**THE EXERCISE**
Write the material out again exactly as it stands.
+===+
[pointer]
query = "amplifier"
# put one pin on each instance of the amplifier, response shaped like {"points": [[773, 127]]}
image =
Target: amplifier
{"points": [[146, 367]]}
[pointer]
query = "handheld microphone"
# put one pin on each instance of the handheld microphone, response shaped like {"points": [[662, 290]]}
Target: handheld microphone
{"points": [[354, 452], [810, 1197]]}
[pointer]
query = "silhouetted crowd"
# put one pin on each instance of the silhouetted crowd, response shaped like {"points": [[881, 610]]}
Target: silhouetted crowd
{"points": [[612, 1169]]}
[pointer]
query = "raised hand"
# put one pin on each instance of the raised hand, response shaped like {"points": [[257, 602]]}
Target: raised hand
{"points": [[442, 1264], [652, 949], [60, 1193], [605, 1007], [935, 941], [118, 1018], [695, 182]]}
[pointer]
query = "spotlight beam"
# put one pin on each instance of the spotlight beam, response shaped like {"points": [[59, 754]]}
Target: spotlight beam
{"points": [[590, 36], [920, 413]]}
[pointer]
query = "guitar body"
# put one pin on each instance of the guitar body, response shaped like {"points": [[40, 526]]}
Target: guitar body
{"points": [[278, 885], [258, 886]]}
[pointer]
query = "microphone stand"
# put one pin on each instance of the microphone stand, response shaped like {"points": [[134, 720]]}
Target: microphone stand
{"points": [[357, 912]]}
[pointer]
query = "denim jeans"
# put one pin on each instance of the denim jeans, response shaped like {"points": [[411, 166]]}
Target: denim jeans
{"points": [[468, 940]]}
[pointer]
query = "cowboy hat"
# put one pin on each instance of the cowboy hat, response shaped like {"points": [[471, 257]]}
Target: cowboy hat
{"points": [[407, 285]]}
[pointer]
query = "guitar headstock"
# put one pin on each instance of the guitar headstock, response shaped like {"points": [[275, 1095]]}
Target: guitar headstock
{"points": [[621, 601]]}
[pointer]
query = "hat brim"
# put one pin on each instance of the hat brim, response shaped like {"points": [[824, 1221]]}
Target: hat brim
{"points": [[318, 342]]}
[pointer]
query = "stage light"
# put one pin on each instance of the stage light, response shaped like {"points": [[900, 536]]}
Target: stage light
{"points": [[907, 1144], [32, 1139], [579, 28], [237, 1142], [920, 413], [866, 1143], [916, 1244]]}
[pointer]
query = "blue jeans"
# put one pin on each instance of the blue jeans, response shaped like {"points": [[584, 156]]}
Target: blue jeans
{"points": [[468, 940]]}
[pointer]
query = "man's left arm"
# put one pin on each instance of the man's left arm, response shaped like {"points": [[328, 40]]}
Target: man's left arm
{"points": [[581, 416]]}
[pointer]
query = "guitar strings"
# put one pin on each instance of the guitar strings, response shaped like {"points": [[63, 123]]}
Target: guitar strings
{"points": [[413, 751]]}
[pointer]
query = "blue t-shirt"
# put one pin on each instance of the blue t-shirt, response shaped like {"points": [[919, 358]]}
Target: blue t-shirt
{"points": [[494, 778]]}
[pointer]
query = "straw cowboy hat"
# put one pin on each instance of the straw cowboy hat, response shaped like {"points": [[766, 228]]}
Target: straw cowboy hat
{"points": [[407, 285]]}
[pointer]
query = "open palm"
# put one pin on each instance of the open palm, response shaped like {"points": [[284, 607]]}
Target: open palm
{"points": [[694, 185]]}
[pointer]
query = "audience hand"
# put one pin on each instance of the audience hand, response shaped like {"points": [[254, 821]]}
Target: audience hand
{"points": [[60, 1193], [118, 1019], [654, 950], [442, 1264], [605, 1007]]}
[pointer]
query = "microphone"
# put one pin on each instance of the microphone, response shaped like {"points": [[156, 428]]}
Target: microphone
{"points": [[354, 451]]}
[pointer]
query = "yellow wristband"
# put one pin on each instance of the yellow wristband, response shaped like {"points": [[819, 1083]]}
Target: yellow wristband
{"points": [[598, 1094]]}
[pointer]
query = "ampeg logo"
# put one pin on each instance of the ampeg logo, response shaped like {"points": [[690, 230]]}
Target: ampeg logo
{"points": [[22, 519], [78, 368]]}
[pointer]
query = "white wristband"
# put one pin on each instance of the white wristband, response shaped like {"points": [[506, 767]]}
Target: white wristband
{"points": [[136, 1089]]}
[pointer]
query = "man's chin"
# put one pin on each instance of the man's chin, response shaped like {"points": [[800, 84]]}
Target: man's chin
+===+
**ANSWER TO THE EXERCISE**
[pointer]
query = "amplifier"
# put one pin on each instance of the amplifier, response shaped like {"points": [[773, 127]]}
image =
Target: amplifier
{"points": [[146, 367]]}
[pointer]
query = "handheld microphone"
# put one pin on each instance of the handheld microphone, response shaped like {"points": [[662, 290]]}
Target: handheld microphone
{"points": [[354, 452], [810, 1197]]}
[pointer]
query = "silhouetted crowd"
# put one pin on each instance of the silhouetted crowd, response shaped like {"points": [[881, 610]]}
Target: silhouetted crowd
{"points": [[612, 1169]]}
[pointer]
query = "raised hand"
# put one pin on each instance of the raised hand, response shaped like {"points": [[257, 602]]}
Target: raised hand
{"points": [[442, 1264], [652, 949], [60, 1193], [605, 1007], [935, 941], [118, 1018], [695, 182]]}
[pointer]
query = "spotlight beam"
# put one pin on each instance of the spotlight beam, response shaped like {"points": [[59, 754]]}
Target: spotlight beam
{"points": [[590, 36], [920, 413]]}
[pointer]
query = "guitar body"
# put one pin on each instance of the guitar body, response shaped like {"points": [[40, 526]]}
Target: guitar body
{"points": [[278, 885], [258, 886]]}
[pointer]
query = "microphone stand"
# put one pin on each instance of the microphone stand, response shaped like {"points": [[134, 720]]}
Target: microphone stand
{"points": [[357, 912]]}
[pointer]
query = "denim jeans"
# put one pin on each instance of the denim jeans, response shaped like {"points": [[411, 166]]}
Target: denim jeans
{"points": [[468, 940]]}
[pointer]
query = "cowboy hat"
# put one pin on each instance of the cowboy hat, response shaped like {"points": [[471, 257]]}
Target: cowboy hat
{"points": [[407, 285]]}
[pointer]
query = "guitar headstock"
# put one pin on each instance of the guitar headstock, response shaped like {"points": [[275, 1095]]}
Target: guitar headstock
{"points": [[621, 601]]}
[pointer]
query = "hat brim"
# put one pin on each instance of the hat brim, response shaped like {"points": [[824, 1221]]}
Target: hat brim
{"points": [[318, 342]]}
[pointer]
query = "stage light"
# put one pin on each instance of the stage light, response shaped like {"points": [[900, 536]]}
Target: stage light
{"points": [[907, 1144], [32, 1139], [579, 28], [237, 1142], [920, 413], [866, 1143], [916, 1244]]}
[pointer]
query = "blue jeans"
# put one pin on each instance of the blue jeans, response shaped like {"points": [[584, 156]]}
Target: blue jeans
{"points": [[468, 940]]}
[pointer]
query = "man's left arm"
# put one pin on each instance of the man's left arm, response shaped like {"points": [[328, 40]]}
Target: man's left arm
{"points": [[581, 416]]}
[pointer]
query = "guitar strings"
# put one pin on each instance of the guitar strings, response shaped like {"points": [[63, 123]]}
Target: guitar strings
{"points": [[413, 751]]}
[pointer]
query = "blue t-shirt"
# put one pin on each instance of the blue t-shirt, response shaped like {"points": [[919, 358]]}
Target: blue t-shirt
{"points": [[494, 778]]}
[pointer]
query = "straw cowboy hat"
# put one pin on each instance of the straw cowboy hat, response shaped like {"points": [[766, 228]]}
Target: straw cowboy hat
{"points": [[407, 285]]}
[pointer]
query = "open palm"
# put one pin on each instance of the open palm, response shaped like {"points": [[284, 607]]}
Target: open palm
{"points": [[694, 185]]}
[pointer]
query = "audience hand"
# put one pin on each instance of the audience hand, response shaped like {"points": [[254, 821]]}
Target: audience hand
{"points": [[60, 1193], [118, 1019], [654, 950], [442, 1264], [605, 1007]]}
[pointer]
query = "microphone"
# put one pin on each instance of the microphone, response shaped like {"points": [[156, 428]]}
Target: microphone
{"points": [[354, 451]]}
[pointer]
query = "yellow wristband"
# put one pin on each instance of the yellow wristband, response shaped like {"points": [[819, 1083]]}
Target: yellow wristband
{"points": [[598, 1094]]}
[pointer]
query = "ampeg logo"
# put one pin on each instance of the ampeg logo, response shaped like {"points": [[690, 230]]}
Target: ampeg logo
{"points": [[22, 519], [78, 368]]}
[pointer]
query = "white wristband"
# put one pin on each instance of the white wristband, response shaped like {"points": [[506, 767]]}
Target: white wristband
{"points": [[136, 1089]]}
[pointer]
query = "man's chin"
# put one pin on each instance of the man's chin, response shaped like {"points": [[800, 84]]}
Target: man's chin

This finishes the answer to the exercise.